* [TASK OBJECTIVE]: Edit all the rows below so that every "integer pixel coordinates" becomes "whole-number pixel coordinates", and leave everything else unchanged.

————

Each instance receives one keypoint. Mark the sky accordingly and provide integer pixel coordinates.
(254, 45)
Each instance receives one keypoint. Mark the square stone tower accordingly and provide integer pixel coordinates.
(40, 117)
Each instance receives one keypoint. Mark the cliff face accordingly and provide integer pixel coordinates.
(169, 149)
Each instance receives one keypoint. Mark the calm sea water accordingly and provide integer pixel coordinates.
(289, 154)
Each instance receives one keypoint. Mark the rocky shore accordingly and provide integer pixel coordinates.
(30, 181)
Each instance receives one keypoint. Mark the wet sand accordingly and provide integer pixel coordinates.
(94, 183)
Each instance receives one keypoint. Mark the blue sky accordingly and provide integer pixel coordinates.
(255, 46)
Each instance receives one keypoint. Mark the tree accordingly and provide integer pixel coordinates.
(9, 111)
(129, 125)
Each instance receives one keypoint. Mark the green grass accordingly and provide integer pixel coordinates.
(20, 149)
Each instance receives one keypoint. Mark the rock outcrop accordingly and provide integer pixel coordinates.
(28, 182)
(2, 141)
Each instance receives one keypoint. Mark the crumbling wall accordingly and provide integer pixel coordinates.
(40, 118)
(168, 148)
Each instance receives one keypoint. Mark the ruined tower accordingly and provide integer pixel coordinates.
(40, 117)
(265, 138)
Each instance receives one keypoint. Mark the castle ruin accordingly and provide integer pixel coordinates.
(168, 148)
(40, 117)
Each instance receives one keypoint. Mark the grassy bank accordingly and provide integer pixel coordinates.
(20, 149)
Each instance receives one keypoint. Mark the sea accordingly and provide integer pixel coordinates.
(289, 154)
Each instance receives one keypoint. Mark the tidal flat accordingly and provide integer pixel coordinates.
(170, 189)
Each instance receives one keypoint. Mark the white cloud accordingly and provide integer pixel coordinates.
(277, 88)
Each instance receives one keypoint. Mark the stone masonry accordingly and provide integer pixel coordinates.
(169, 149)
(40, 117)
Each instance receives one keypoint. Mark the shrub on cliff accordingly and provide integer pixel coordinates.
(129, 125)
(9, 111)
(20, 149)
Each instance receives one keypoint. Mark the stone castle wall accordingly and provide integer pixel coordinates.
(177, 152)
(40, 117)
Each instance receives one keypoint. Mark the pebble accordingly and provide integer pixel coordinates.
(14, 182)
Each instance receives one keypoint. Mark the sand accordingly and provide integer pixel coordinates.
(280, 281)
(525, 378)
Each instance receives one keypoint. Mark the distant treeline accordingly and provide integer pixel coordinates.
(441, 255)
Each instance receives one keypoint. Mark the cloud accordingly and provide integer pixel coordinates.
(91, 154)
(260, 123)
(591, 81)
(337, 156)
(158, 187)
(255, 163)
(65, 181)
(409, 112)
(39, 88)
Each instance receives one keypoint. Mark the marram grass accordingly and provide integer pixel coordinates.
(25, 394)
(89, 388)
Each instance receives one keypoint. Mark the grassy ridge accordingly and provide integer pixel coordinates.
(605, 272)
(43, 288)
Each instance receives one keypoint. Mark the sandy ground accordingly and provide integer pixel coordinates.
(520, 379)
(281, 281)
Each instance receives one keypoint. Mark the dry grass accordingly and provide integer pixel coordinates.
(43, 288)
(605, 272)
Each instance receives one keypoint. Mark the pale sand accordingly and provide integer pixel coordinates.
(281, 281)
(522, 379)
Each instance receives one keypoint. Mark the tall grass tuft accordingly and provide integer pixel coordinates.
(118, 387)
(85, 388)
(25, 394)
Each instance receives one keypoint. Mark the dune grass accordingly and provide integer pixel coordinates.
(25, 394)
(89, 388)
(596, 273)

————

* [OUTPUT BELOW]:
Each instance receives one keypoint. Mark the sky accordingly and provide whole-number pixel coordinates.
(254, 45)
Each instance receives one keypoint. Mark the square stone tower accordingly and provide whole-number pixel coordinates.
(40, 117)
Each instance receives one keypoint. Mark the cliff face accordingly and provide whole-number pixel coordinates.
(169, 149)
Each instance receives one keypoint. Mark the calm sea water accordingly and provide whole-number pixel coordinates.
(289, 154)
Each instance receives one keypoint. Mark the rocky shore accordingly and provide whole-number pixel coordinates.
(30, 181)
Each instance receives one keypoint. Mark the wet sand accordingly and provide whole-number pixel coordinates.
(94, 183)
Each instance receives one keypoint. Mark the blue sky accordingly and provide whole-number pixel coordinates.
(255, 46)
Each instance receives one keypoint. Mark the tree accordingly and provide whole-number pixel coordinates.
(9, 111)
(129, 125)
Each instance receives one keypoint. Mark the green grass accordingly and provide whole-number pixel coordinates.
(20, 149)
Each instance receives one keypoint. Mark the rock outcrop accordingly and provide whole-number pixel coordinates.
(28, 182)
(2, 141)
Each instance receives one keypoint. Mark the crumbling wall accordingly and provide whole-number pixel coordinates.
(40, 118)
(168, 148)
Each instance receives one keypoint. Mark the ruined tower accordingly and provide whole-number pixel coordinates.
(40, 117)
(265, 138)
Each instance receives one keypoint. Mark the castle ruin accordingly and provide whole-number pixel coordinates.
(168, 148)
(40, 117)
Each instance receives one keypoint. Mark the grassy bank accordingly and provide whole-number pixel coordinates.
(20, 149)
Each instance receives one keypoint. Mark the sea accordingly and provide whole-number pixel coordinates.
(289, 154)
Each instance receives one keypoint. Mark the tidal flat accordingly and provide whole-number pixel coordinates.
(170, 189)
Each instance receives one keypoint. Mark the white cloud accordingly and provide whole-number pixel coordinates.
(277, 88)
Each instance receives one keypoint. Mark the stone masonry accordingly and provide whole-number pixel coordinates.
(169, 149)
(40, 117)
Each instance receives one keypoint. Mark the shrub on cliff accordingly and provide whole-number pixel coordinates.
(129, 125)
(9, 111)
(20, 149)
Each instance receives one keypoint. Mark the stone castle wall accordingly and provide whole-number pixel coordinates.
(177, 152)
(40, 117)
Each instance receives one keypoint. Mark the pebble accordingly and provide whole-number pixel coordinates.
(14, 182)
Each instance receives one keypoint. Mark the sand accordingly and provide whole-number pixel coordinates.
(280, 281)
(525, 378)
Each instance receives one keypoint. Mark the distant treeline accordingly and provide whole-number pixel coordinates.
(441, 255)
Each instance receives one keypoint. Mark the cloud accordingly and provide whole-number pixel coordinates.
(91, 154)
(260, 123)
(591, 81)
(337, 156)
(158, 187)
(255, 163)
(65, 181)
(409, 112)
(39, 88)
Each instance receives one keypoint. Mark the marram grass accordingly and provide whole-number pixel coordinates.
(25, 394)
(89, 388)
Each instance receives one keypoint. Mark the grassy ridge accordingly and provide whole-number pixel coordinates.
(605, 272)
(43, 288)
Each instance receives one keypoint. Mark the sandy ground accordingly and provide whole-number pixel coordinates.
(520, 379)
(281, 281)
Each instance receives one keypoint. Mark the dry grass accordingly and provide whole-number pixel coordinates.
(43, 288)
(605, 272)
Each instance receives one keypoint. Mark the pale sand accordingly and provide whole-number pixel coordinates.
(281, 281)
(522, 379)
Each instance receives one keypoint. Mark the tall grass tuft accordingly and provide whole-number pixel coordinates.
(118, 387)
(85, 388)
(25, 394)
Each instance receives one keypoint. Mark the dune grass accordingly and provide whole-number pixel coordinates.
(25, 394)
(89, 388)
(596, 273)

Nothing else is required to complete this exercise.